→ **WHAT IS BEING ASKED**
Rewrite the listing below as a Markdown table with the columns Row and Line. Give each line its own row number and omit any blank lines.
★ ★ ★
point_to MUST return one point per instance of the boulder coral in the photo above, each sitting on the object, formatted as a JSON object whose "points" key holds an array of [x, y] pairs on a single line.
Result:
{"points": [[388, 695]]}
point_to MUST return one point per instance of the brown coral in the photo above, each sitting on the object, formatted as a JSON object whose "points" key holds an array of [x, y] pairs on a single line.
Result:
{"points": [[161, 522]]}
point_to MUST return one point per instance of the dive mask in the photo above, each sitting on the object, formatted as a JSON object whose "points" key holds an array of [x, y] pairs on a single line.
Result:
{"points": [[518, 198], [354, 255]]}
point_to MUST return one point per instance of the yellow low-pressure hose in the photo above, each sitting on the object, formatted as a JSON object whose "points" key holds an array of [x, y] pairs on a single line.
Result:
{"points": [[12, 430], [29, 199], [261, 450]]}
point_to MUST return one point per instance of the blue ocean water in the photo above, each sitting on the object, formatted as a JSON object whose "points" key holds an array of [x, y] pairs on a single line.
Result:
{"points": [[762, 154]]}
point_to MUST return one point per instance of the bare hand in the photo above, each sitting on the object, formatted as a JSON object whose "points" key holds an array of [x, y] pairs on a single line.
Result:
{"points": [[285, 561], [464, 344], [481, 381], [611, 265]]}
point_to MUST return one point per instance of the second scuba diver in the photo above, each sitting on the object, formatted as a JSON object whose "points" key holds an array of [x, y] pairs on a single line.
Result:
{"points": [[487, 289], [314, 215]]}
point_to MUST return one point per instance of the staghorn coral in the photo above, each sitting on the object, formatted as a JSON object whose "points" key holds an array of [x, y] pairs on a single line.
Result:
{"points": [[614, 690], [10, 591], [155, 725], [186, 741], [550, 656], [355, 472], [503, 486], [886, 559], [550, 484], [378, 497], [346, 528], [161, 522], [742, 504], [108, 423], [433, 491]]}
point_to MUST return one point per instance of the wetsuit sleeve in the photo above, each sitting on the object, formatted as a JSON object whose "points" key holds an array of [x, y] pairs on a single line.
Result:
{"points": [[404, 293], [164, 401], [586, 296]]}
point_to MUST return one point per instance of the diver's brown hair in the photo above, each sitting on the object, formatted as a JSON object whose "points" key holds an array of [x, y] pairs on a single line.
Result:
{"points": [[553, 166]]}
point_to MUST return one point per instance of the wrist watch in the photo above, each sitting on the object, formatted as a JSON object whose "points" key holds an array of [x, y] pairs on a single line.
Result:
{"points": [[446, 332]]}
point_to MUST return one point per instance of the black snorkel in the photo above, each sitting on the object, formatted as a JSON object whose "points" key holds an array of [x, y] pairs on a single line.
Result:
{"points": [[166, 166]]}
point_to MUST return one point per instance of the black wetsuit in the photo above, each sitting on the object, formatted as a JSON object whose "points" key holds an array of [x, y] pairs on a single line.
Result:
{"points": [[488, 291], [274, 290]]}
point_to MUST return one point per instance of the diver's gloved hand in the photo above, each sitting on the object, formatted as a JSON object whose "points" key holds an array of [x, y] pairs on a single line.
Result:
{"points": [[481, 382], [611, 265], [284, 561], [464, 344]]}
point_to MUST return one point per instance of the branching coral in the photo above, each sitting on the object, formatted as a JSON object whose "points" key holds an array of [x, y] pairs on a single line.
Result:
★ ★ ★
→ **WRITTEN RESPONSE**
| Row | Line |
|---|---|
| 1 | point_to MUST return one point per instance of the boulder coral in the photo above, each sitting on the object, formatted as a JSON object whose "points" key holds an array of [x, y] pairs on a single line. |
| 2 | Result: |
| 3 | {"points": [[388, 695]]} |
| 4 | point_to MUST return one point per instance of the brown coral in the photo above, each sitting on the object, formatted as a JSON object whose "points" key holds an array of [x, y] pairs on a single line. |
| 5 | Result: |
| 6 | {"points": [[161, 522]]} |
| 7 | point_to MUST return one point per instance of the dive mask in the photo above, each sitting on the object, formatted as a JSON object whose "points" key holds an array of [x, y] pairs on a single line. |
| 8 | Result: |
| 9 | {"points": [[518, 198], [354, 255]]} |
| 10 | point_to MUST return one point per instance of the yellow low-pressure hose in the photo above, each sitting on the object, formatted as a JSON object whose "points" key holds an array of [x, y] pairs on a single line. |
| 11 | Result: |
| 12 | {"points": [[12, 430], [29, 199], [261, 450]]} |
| 13 | point_to MUST return one point per instance of the blue ocean water in the photo above, each sitting on the object, formatted as a JSON object whose "points" key holds an array of [x, y] pairs on a single line. |
| 14 | Result: |
| 15 | {"points": [[762, 154]]} |
| 16 | point_to MUST return one point per instance of the bare hand in the photo above, each sitting on the object, formatted as a JSON object whose "points" key holds an array of [x, y] pairs on a single line. |
| 17 | Result: |
| 18 | {"points": [[285, 561], [464, 344], [481, 381], [611, 265]]} |
| 19 | point_to MUST return one point per instance of the second scuba diver in the photo above, each sitting on the object, formatted as a JSON object whose "points" key holds an array of [x, y] pairs on a single line. |
| 20 | Result: |
| 21 | {"points": [[487, 289], [314, 215]]} |
| 22 | point_to MUST return one point per instance of the staghorn coral in the photo above, each sitting on the object, formatted as a JSON object whose "points" key holds an array of [x, y] pairs on a single line. |
| 23 | Result: |
| 24 | {"points": [[614, 690], [10, 591], [155, 725], [186, 741], [550, 656], [355, 472], [503, 486], [886, 559], [550, 484], [378, 497], [346, 528], [161, 522], [742, 504], [108, 423], [433, 491]]} |
| 25 | point_to MUST return one point per instance of the wetsuit sleeve in the photo above, each sitting on the object, formatted as a JSON object whose "points" key holds an array of [x, y] pairs on a single line. |
| 26 | Result: |
| 27 | {"points": [[404, 293], [164, 401], [586, 296]]} |
| 28 | point_to MUST return one point per instance of the diver's brown hair in the photo above, each sitting on the object, formatted as a JSON object whose "points" key holds an array of [x, y] pairs on a single line. |
| 29 | Result: |
| 30 | {"points": [[553, 166]]} |
| 31 | point_to MUST return one point per instance of the wrist watch in the photo above, each sitting on the object, formatted as a JSON object whose "points" key holds an array of [x, y] pairs on a single line. |
| 32 | Result: |
| 33 | {"points": [[446, 332]]} |
| 34 | point_to MUST return one point per instance of the black snorkel in the photo above, each sitting on the object, formatted as a JSON object whose "points" key holds an array of [x, y] pairs on a single line. |
| 35 | Result: |
| 36 | {"points": [[166, 166]]} |
| 37 | point_to MUST return one point per instance of the black wetsuit in the photo above, each sitting on the object, formatted as a JSON object whose "points" key holds an array of [x, y] pairs on a single line. |
| 38 | Result: |
| 39 | {"points": [[488, 291], [274, 290]]} |
| 40 | point_to MUST return one point per instance of the diver's gloved hand in the photo above, each sitting on the object, formatted as a JSON object whose "points" key holds an array of [x, y] pairs on a single line. |
| 41 | Result: |
| 42 | {"points": [[481, 382], [611, 265], [284, 561], [464, 344]]} |
| 43 | point_to MUST return one point per instance of the branching coral in the photo above, each sitting on the object, formatted as a JSON object whose "points" key holds an array of [x, y] pairs on a single line. |
| 44 | Result: |